Pick out every line in the listing below that contains the word "ceiling" and copy each one in full. Case counts.
[MATERIAL SHOWN start]
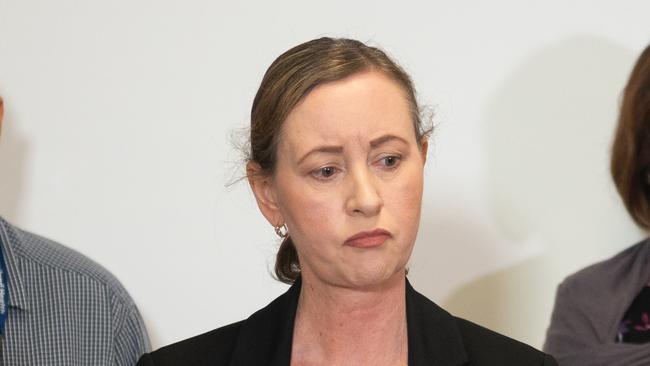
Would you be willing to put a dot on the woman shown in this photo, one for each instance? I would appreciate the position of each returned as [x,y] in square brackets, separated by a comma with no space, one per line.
[601,314]
[336,165]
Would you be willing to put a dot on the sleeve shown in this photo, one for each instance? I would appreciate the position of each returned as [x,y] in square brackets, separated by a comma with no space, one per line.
[571,338]
[145,360]
[131,339]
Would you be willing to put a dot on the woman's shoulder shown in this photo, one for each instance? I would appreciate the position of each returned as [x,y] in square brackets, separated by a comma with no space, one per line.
[486,347]
[211,348]
[597,276]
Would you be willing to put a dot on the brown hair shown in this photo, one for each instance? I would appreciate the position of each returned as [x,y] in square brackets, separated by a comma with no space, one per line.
[630,165]
[288,80]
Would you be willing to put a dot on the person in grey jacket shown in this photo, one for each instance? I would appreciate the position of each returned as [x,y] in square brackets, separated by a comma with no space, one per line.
[602,313]
[58,307]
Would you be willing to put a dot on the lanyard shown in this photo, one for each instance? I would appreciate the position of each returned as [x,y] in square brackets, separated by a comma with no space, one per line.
[4,293]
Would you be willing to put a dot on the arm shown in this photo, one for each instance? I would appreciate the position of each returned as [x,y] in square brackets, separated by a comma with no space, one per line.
[573,341]
[131,339]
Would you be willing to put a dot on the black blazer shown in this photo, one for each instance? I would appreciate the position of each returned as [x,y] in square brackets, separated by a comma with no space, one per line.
[434,338]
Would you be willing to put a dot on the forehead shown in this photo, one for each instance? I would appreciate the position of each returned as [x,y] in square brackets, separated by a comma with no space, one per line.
[355,109]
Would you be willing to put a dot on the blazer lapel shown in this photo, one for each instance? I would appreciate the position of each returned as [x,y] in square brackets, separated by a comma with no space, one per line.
[266,336]
[433,336]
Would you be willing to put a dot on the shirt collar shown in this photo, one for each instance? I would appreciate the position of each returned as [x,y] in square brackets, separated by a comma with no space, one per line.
[267,335]
[8,245]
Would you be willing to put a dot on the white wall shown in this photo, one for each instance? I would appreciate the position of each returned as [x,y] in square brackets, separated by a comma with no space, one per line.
[116,143]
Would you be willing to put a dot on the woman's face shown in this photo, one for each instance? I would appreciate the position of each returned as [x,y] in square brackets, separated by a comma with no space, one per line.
[348,181]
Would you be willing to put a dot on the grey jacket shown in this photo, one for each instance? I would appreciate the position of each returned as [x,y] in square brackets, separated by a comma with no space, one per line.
[589,306]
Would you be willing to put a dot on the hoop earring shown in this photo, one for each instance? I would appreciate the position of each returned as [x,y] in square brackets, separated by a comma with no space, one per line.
[282,231]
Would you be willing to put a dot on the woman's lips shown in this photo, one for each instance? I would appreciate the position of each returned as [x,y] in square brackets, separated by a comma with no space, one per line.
[368,239]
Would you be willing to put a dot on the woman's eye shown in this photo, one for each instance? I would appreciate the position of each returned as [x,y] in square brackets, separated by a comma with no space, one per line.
[325,172]
[390,161]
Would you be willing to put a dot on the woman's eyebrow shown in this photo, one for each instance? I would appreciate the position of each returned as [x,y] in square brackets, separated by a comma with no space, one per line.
[386,138]
[331,149]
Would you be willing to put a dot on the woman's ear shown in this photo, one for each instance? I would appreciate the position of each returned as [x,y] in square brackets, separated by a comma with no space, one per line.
[424,147]
[264,191]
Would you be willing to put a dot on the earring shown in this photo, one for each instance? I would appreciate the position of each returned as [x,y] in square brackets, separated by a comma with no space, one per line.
[282,230]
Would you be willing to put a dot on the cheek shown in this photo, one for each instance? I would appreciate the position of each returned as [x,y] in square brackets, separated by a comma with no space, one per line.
[403,200]
[309,212]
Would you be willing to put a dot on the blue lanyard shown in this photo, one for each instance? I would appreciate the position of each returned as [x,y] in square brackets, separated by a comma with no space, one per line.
[4,293]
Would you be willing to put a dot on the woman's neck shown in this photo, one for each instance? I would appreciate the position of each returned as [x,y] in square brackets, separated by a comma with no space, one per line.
[340,326]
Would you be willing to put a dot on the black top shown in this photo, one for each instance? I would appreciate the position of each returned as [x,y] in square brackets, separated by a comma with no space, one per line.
[434,338]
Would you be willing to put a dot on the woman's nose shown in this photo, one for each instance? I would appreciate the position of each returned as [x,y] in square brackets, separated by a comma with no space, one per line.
[364,198]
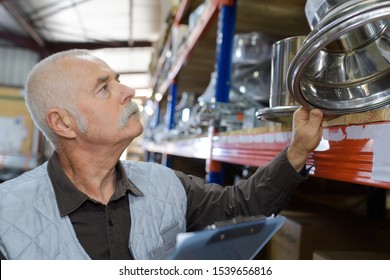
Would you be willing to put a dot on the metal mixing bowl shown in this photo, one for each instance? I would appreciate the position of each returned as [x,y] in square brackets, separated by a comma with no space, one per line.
[344,64]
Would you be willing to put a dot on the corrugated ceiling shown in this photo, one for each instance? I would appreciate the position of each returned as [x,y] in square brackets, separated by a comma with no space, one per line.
[129,26]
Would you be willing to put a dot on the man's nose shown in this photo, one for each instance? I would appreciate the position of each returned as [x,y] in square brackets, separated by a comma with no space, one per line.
[126,93]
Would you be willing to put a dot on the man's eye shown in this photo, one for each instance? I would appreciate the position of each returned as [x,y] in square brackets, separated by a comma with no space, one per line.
[103,88]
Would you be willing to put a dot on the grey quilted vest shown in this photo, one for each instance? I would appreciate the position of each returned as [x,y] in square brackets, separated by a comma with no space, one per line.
[31,226]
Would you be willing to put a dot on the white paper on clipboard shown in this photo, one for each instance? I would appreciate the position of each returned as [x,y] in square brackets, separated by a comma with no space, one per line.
[236,241]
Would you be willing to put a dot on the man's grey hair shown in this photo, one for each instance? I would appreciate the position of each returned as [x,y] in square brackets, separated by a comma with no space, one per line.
[46,88]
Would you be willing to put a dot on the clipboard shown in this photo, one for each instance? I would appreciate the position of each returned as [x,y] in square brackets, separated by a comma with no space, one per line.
[237,239]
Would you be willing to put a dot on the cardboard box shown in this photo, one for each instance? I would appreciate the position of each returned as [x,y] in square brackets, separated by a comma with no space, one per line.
[303,233]
[350,255]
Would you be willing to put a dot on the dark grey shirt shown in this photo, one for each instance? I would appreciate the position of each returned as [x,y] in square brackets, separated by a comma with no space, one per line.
[103,230]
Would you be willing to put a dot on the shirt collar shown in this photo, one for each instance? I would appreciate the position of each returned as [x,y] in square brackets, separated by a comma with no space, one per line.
[69,198]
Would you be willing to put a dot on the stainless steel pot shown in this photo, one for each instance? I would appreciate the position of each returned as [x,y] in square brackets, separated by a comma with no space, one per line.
[344,64]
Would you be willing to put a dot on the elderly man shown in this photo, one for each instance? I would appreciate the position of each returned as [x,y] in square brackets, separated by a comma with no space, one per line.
[83,203]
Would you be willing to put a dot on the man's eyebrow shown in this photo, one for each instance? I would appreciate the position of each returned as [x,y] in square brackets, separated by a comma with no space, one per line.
[101,80]
[104,79]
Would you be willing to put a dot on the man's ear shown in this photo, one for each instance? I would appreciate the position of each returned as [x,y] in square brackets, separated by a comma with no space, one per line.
[61,123]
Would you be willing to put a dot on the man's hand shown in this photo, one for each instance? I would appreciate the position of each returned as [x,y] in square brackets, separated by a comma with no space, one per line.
[307,134]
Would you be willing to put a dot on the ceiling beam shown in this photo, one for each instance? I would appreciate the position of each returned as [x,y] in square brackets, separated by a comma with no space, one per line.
[52,47]
[23,23]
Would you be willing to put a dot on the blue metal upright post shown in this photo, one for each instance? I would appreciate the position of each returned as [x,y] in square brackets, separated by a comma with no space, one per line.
[225,37]
[171,106]
[170,118]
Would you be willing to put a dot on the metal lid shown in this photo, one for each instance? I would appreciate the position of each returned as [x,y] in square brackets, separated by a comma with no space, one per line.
[344,64]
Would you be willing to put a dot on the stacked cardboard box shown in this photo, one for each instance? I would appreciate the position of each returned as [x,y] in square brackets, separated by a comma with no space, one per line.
[304,233]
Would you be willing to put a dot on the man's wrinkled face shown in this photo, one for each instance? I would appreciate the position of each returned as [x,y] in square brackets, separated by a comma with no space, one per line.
[110,115]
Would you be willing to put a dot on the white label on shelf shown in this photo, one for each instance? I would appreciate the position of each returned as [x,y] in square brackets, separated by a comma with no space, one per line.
[358,132]
[333,135]
[381,152]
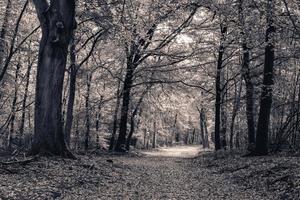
[MATERIAL SHOWN end]
FINAL RESULT:
Would you be willing to put a dot on the corrugated ceiling shown in this photo, one for each instance? I would appreciate the position of each returned as [x,y] in square brackets, separated by a comma with no space, one per line.
Would you be willing to put a dot on the ceiling beam shown in this photo, one for each instance? I would appreciate the position of each returned as [x,y] in square brackets, separated by a comma with no space, one per line.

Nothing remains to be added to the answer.